▶ **PASSAGE**:
Browse Source

Allocate per_worker array lazily, to divide data handle weight by something by an order of 10x

Samuel Thibault 9 years ago
parent
commit
cc2c83286c

+ 9 - 0
src/datawizard/coherency.c

@@ -893,7 +893,16 @@ int starpu_idle_prefetch_task_input_on_node(struct starpu_task *task, unsigned n
 static struct _starpu_data_replicate *get_replicate(starpu_data_handle_t handle, enum starpu_data_access_mode mode, int workerid, unsigned node)
 {
 	if (mode & (STARPU_SCRATCH|STARPU_REDUX))
+	{
+		if (!handle->per_worker)
+		{
+			_starpu_spin_lock(&handle->header_lock);
+			if (!handle->per_worker)
+				_starpu_data_initialize_per_worker(handle);
+			_starpu_spin_unlock(&handle->header_lock);
+		}
 		return &handle->per_worker[workerid];
+	}
 	else
 		/* That's a "normal" buffer (R/W) */
 		return &handle->per_node[node];

+ 1 - 1
src/datawizard/coherency.h

@@ -163,7 +163,7 @@ struct _starpu_data_state
 
 	/* describe the state of the data in term of coherency */
 	struct _starpu_data_replicate per_node[STARPU_MAXNODES];
-	struct _starpu_data_replicate per_worker[STARPU_NMAXWORKERS];
+	struct _starpu_data_replicate *per_worker;
 
 	struct starpu_data_interface_ops *ops;
 

+ 2 - 26
src/datawizard/filters.c

@@ -148,8 +148,6 @@ static void _starpu_data_partition(starpu_data_handle_t initial_handle, starpu_d
 		initial_handle->nchildren = nparts;
 	}
 
-	unsigned nworkers = starpu_worker_get_count();
-
 	for (node = 0; node < STARPU_MAXNODES; node++)
 	{
 		if (initial_handle->per_node[node].state != STARPU_INVALID)

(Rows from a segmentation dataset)

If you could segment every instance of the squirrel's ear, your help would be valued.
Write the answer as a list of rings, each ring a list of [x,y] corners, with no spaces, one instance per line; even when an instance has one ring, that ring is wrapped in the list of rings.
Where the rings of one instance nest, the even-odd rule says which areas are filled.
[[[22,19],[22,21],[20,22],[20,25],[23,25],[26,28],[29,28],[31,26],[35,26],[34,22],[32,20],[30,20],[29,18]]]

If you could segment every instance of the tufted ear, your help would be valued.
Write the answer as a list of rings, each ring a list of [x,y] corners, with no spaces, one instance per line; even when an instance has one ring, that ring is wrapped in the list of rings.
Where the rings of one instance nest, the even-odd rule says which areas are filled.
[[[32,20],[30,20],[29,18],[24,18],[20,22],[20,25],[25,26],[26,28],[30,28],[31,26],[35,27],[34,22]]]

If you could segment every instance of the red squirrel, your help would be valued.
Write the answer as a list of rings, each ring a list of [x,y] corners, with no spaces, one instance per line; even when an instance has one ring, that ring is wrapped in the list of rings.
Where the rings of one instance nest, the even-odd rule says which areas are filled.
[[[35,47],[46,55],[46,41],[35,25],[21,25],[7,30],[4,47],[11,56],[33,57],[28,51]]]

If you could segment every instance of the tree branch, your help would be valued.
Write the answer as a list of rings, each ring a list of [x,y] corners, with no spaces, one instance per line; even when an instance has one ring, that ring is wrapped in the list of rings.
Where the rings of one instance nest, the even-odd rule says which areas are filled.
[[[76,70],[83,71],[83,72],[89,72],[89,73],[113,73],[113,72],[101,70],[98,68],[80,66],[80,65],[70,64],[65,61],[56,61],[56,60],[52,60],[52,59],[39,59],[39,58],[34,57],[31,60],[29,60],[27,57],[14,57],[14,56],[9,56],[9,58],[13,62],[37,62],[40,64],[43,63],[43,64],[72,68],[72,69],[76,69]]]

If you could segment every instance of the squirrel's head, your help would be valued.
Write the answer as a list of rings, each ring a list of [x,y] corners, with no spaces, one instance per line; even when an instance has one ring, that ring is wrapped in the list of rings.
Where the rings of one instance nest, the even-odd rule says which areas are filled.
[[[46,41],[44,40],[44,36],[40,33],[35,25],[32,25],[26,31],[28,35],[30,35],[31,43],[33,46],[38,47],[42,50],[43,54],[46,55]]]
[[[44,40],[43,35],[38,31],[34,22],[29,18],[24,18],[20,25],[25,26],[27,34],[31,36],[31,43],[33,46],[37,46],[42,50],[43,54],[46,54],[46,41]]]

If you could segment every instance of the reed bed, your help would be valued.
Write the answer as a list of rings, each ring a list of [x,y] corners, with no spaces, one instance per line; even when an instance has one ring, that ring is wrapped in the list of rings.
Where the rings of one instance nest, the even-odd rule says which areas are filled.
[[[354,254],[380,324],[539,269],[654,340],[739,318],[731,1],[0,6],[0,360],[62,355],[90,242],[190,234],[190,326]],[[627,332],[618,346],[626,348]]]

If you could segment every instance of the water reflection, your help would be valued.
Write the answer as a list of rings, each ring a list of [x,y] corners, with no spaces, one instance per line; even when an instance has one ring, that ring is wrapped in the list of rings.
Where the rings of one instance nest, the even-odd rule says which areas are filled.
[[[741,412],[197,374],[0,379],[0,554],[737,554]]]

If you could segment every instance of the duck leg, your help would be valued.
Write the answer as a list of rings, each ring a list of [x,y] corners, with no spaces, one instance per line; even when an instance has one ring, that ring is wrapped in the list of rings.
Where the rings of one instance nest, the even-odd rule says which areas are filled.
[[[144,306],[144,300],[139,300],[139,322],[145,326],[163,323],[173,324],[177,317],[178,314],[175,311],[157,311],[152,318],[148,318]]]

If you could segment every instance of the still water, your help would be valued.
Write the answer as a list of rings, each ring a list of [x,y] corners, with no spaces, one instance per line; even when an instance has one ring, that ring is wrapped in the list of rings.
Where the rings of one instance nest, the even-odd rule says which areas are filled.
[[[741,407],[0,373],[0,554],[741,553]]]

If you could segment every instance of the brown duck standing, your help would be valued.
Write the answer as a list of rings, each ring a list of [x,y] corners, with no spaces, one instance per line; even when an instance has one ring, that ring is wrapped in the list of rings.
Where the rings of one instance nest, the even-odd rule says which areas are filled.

▶ **REQUIRED TASK 1**: Can you repeat the records word for word, from the line with "If you could segment every instance of the still" up to and including the last line of the records?
▶ **REQUIRED TASK 2**: Could you continue the commit diff from the point where it stops?

▶ **EXPECTED OUTPUT 1**:
If you could segment every instance of the still water, your help would be valued.
Write the answer as a list of rings, each ring a list of [x,y] corners, with no spaces, one instance per line; even when an instance has one ring, that ring is wrapped in the list of rings.
Where the rings of one instance nest, the even-odd rule says which areas are filled.
[[[741,407],[0,373],[0,554],[741,553]]]

If you could segment every instance of the brown duck standing, your help would be valued.
Write the answer as a list of rings, each ring a list of [x,y] corners, with no spaces, one instance per line; even when an instance has one ring, that ring is wrapped in the list of rings.
Where the rings of one instance nest, the even-odd rule says which areas are filled.

▶ **EXPECTED OUTPUT 2**:
@@ -283,30 +281,7 @@ static void _starpu_data_partition(starpu_data_handle_t initial_handle, starpu_d
 			f->filter_func(initial_interface, child_interface, f, i, nparts);
 		}
 
-		unsigned worker;
-		for (worker = 0; worker < nworkers; worker++)
-		{
-			struct _starpu_data_replicate *child_replicate;
-			child_replicate = &child->per_worker[worker];
-
-			child_replicate->state = STARPU_INVALID;
-			child_replicate->allocated = 0;
-			child_replicate->automatically_allocated = 0;
-			child_replicate->refcnt = 0;
-			child_replicate->memory_node = starpu_worker_get_memory_node(worker);
-			child_replicate->requested = 0;
-
-			for (node = 0; node < STARPU_MAXNODES; node++)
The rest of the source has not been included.